• **SET TASK A**
From the passage on SDMX structure definitions, quote everything from "The order of" down to "of the key).".
━━━ PAGE EXCERPT
The order of declaration of the dimensions is important as it describes the order in which the dimensions will appear in the keys (except for the time dimension, which is not part of the key).
The Group
element declares any useful groupings
of data, such as sibling groups.
<Group id="Group">
<DimensionRef>CURRENCY</DimensionRef>
<DimensionRef>CURRENCY_DENOM</DimensionRef>
<DimensionRef>EXR_TYPE</DimensionRef>
<DimensionRef>EXR_SUFFIX</DimensionRef>
</Group>
Then, we indicate which attribute will contain the measured
value. Conventionally, it is associated with the
OBS_VALUE
concept.
<PrimaryMeasure conceptRef="OBS_VALUE"/>
Finally, we list the attributes. An Attribute
element will contain
information such as the concept used for the attribute, the
attachment level (i.e. "Observation", "Group", "Series",
"DataSet") and whether it is mandatory or not (i.e.
"Mandatory" versus "Conditional"). Coded attributes will
indicate from which code list the values should be taken,
while, for uncoded attributes, a specific format may by
specified using the TextFormat
element. For
attributes attached to the group level, we specify the id
of the group to which the attributes are attached with an
AttachmentGroup
element. The
concept of time format is identified with the
isTimeFormat
attribute with a value of
true
and is typically a mandatory series level
attribute whose value is taken from ISO8601.
<Attribute conceptRef="TIME_FORMAT" attachmentLevel="Series"
assignmentStatus="Mandatory" isTimeFormat="true">
<TextFormat textType="String" maxLength="3"/>
</Attribute>
<Attribute conceptRef="OBS_STATUS" attachmentLevel="Observation"
codelist="CL_OBS_STATUS" assignmentStatus="Mandatory"/>
<Attribute conceptRef="DECIMALS" attachmentLevel="Group"
codelist="CL_DECIMALS" assignmentStatus="Mandatory">
<AttachmentGroup>Group</AttachmentGroup>
</Attribute>
As a last step, we use an XML validating parser to validate
our Structure Definition file and make sure that it is
compliant with the SDMX-ML standard
[4]. You can use the task
validateStructure
supplied in the Ant
build file to perform this step.
bash$
ant validateStructure
Buildfile: build.xml
validateStructure:
[xmlvalidate] 1 file(s) have been successfully validated.
BUILD SUCCESSFUL
Total time: 2 seconds
Now that we have a valid Structure Definition file, we can
generate an XML schema file for our Data Structure Definition. The SDMX
initiative offers some free tools to developers
[5] and one of these tools is an XSL file
(StructureToCompact.xsl
) that creates an
XML schema out of a Structure Definition file for a selected Data Structure Definition
[6].
━━━━━━
• **SET TASK B**
In the raw records, rewrite everything from the line containing "[trace] **snow-covered ground**" down to the line containing "Trace the outline of every instance of the **snow-covered", swapping "snow-covered ground" for "snowy ground" and leaving the rest untouched. Return only those lines.
━━━ DATA TO PROCESS
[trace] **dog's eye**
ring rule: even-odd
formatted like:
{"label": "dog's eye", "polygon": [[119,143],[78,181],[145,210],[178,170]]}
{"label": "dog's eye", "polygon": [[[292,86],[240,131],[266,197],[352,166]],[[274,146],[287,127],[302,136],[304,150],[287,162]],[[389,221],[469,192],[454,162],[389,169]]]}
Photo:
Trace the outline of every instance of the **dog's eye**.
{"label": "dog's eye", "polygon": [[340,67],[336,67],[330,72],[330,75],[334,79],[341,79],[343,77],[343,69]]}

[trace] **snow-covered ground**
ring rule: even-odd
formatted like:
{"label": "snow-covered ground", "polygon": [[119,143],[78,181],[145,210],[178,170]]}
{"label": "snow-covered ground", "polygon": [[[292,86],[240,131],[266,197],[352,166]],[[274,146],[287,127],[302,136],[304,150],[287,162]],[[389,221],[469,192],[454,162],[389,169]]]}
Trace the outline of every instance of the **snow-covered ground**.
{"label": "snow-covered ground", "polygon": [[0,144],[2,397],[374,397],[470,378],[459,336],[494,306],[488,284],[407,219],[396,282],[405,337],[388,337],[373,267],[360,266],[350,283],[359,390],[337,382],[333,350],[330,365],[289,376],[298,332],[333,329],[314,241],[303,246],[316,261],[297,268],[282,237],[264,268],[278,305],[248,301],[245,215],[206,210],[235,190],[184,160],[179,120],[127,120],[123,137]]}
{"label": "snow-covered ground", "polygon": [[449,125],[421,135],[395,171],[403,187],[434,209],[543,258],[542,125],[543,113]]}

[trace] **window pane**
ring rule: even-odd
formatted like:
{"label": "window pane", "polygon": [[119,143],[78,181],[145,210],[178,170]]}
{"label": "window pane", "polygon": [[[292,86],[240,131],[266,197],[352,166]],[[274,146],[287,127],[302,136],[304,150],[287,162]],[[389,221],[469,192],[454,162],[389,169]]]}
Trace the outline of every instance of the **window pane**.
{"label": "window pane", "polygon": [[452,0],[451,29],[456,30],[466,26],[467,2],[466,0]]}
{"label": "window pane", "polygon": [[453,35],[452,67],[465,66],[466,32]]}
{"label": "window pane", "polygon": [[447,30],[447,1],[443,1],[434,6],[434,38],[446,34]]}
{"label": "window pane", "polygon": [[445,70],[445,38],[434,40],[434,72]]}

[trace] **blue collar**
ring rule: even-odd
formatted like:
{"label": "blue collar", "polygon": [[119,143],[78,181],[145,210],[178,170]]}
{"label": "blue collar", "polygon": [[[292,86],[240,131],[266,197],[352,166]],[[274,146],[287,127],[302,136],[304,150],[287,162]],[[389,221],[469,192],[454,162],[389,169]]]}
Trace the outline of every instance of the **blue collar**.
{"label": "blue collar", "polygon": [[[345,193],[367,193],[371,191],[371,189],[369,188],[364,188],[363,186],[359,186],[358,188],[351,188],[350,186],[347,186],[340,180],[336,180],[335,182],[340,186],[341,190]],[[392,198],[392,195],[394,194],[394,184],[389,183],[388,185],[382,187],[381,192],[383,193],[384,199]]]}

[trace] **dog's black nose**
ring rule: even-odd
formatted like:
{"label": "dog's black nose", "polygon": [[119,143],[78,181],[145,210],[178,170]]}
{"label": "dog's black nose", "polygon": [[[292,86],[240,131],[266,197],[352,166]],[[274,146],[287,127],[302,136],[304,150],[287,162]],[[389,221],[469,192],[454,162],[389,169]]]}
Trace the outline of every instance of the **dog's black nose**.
━━━━━━
• **WRITTEN ANSWER A**
The order of declaration of the dimensions is important as it describes the order in which the dimensions will appear in the keys (except for the time dimension, which is not part of the key).

• **WRITTEN ANSWER B**
[trace] **snowy ground**
ring rule: even-odd
formatted like:
{"label": "snowy ground", "polygon": [[119,143],[78,181],[145,210],[178,170]]}
{"label": "snowy ground", "polygon": [[[292,86],[240,131],[266,197],[352,166]],[[274,146],[287,127],[302,136],[304,150],[287,162]],[[389,221],[469,192],[454,162],[389,169]]]}
Trace the outline of every instance of the **snowy ground**.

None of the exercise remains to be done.